_EXERCISE DIRECTIONS_
Leaving the pictures aside, repeat the entries exactly.

_DATA IN THIS EXERCISE_
--*--

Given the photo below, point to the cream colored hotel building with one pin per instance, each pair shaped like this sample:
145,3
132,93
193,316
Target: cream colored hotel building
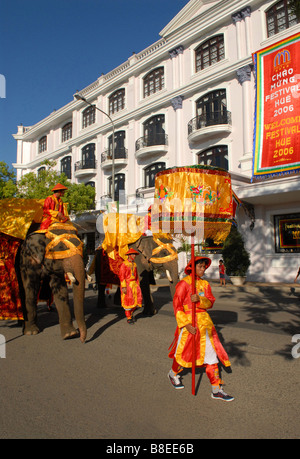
189,98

--*--

_SOLUTION TO THIS TASK_
Given the photo below, point to the cream colored hotel building with one pin per instance, each pair shaped like this sample:
145,3
132,93
193,316
Target: cream colored hotel building
189,98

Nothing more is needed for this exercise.